>> begin DATA RECORDS

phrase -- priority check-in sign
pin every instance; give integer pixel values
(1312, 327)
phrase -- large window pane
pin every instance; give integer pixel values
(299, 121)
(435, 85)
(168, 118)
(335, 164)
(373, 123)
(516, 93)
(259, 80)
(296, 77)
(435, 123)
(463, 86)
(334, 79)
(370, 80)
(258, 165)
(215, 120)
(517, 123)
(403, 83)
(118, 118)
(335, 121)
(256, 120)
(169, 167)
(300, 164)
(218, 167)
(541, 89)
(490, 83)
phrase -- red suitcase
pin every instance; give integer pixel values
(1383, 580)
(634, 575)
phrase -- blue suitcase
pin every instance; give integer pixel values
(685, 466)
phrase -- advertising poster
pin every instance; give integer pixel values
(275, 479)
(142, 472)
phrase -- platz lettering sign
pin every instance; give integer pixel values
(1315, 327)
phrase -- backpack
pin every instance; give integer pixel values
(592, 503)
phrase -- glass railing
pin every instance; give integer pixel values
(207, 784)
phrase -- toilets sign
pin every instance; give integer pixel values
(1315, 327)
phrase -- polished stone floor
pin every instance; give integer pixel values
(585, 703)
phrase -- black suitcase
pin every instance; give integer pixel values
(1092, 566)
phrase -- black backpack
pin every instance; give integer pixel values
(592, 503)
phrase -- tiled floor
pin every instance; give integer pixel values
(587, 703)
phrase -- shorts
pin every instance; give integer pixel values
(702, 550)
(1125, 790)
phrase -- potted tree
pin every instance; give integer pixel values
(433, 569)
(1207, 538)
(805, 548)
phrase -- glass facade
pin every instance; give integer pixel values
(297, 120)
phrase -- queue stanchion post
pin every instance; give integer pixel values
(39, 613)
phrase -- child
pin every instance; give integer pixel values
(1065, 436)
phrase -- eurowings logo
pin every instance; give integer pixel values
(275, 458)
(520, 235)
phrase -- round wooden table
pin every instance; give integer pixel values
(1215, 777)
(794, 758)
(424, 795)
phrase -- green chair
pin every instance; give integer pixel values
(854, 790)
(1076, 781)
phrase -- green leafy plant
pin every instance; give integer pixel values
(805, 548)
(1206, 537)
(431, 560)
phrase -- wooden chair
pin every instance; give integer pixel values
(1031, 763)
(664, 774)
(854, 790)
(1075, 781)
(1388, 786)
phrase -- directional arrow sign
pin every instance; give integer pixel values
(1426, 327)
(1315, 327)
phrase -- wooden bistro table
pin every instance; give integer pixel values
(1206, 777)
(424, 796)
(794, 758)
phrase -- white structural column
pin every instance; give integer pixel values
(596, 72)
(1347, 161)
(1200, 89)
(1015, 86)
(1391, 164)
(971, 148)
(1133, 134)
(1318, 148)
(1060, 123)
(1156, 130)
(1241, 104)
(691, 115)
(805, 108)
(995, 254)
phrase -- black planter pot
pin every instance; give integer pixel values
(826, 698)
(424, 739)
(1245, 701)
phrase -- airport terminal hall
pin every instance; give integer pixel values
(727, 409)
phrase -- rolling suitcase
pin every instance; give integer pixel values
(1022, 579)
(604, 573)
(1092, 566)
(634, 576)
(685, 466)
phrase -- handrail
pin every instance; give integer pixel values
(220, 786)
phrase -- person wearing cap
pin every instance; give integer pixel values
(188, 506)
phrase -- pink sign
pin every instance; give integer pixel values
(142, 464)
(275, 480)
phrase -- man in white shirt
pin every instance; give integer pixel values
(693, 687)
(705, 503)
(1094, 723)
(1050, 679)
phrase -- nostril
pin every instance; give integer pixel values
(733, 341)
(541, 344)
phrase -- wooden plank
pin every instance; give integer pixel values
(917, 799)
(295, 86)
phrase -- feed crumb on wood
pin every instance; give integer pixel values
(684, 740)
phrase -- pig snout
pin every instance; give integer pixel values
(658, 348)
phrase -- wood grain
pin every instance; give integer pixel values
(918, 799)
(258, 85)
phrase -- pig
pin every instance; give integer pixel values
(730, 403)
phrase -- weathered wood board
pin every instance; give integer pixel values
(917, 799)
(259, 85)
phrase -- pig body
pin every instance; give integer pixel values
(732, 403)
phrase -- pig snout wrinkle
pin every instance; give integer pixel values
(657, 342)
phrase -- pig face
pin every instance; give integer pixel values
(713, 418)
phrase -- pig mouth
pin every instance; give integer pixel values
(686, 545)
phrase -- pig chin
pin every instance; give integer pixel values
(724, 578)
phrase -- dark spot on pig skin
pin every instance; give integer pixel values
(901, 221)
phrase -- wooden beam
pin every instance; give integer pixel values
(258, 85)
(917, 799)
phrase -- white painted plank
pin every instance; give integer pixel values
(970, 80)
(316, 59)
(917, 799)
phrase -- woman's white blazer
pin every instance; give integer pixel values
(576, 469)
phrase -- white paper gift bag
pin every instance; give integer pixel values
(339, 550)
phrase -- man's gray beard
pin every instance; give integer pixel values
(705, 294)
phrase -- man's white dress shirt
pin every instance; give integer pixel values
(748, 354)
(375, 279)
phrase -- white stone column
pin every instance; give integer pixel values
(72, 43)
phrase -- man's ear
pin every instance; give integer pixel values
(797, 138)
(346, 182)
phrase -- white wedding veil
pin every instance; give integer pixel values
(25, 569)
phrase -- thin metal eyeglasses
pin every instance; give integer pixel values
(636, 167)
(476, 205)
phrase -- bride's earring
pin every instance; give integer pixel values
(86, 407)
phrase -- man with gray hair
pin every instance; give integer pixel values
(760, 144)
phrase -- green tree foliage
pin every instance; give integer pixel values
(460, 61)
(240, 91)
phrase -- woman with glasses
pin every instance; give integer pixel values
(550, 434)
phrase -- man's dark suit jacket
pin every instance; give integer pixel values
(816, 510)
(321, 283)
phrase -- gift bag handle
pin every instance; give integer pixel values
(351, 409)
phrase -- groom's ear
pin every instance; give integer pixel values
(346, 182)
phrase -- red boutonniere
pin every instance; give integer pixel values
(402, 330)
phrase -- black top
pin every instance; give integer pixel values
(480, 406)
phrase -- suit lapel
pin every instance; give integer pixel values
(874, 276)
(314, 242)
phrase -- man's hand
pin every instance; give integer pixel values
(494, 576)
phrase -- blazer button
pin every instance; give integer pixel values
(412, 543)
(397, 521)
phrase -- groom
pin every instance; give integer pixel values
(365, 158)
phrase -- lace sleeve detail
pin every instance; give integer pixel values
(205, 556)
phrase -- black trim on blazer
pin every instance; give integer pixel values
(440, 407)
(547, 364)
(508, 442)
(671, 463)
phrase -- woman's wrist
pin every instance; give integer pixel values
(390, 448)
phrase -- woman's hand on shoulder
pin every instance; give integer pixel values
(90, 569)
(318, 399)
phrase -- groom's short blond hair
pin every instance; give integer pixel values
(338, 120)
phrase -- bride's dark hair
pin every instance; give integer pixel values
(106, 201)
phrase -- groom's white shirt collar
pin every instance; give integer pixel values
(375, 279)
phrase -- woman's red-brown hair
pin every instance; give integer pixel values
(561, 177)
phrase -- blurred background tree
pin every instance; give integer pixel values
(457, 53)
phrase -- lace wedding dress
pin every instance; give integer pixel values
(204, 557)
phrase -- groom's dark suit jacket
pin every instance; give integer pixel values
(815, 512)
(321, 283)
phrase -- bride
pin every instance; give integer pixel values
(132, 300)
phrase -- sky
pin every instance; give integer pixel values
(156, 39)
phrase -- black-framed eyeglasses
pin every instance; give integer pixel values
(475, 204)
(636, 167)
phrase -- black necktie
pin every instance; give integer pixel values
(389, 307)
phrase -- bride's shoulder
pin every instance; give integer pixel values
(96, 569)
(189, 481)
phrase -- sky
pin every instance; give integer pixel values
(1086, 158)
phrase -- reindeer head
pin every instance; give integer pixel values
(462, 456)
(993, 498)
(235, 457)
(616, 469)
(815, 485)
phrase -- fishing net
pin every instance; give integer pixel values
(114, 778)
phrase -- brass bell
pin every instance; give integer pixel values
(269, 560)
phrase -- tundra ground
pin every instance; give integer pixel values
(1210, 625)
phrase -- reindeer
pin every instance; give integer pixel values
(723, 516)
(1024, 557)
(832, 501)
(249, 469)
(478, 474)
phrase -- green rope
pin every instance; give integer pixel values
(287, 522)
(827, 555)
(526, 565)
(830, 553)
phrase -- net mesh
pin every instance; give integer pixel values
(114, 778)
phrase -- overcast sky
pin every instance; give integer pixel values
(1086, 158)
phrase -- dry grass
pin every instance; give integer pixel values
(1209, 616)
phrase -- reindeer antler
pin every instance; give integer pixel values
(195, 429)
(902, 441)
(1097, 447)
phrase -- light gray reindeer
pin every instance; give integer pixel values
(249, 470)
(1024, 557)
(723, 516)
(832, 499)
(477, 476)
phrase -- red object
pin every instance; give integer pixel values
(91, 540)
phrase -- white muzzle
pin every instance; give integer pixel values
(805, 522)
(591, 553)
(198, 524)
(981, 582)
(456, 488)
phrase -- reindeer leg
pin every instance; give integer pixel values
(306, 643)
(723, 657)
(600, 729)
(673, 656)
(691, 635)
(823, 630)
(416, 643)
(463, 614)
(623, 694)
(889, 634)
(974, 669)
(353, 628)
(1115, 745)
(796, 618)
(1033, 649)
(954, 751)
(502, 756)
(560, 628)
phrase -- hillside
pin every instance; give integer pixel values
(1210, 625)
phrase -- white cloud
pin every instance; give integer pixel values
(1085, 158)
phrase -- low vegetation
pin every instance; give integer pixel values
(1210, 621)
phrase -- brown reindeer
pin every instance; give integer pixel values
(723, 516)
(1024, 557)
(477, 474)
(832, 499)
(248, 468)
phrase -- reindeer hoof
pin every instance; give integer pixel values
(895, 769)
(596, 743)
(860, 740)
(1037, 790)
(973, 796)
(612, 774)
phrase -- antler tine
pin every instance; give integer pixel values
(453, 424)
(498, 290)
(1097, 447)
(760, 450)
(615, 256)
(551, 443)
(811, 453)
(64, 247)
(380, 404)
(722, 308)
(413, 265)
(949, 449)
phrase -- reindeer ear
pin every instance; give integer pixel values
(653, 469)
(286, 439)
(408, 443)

>> end DATA RECORDS

Reproduce the stretch of the listing from its start through the line containing "(1312, 327)", substituting "express" for "priority" and leaving everything else unchanged.

phrase -- express check-in sign
pin every instance; give integer pixel values
(1312, 327)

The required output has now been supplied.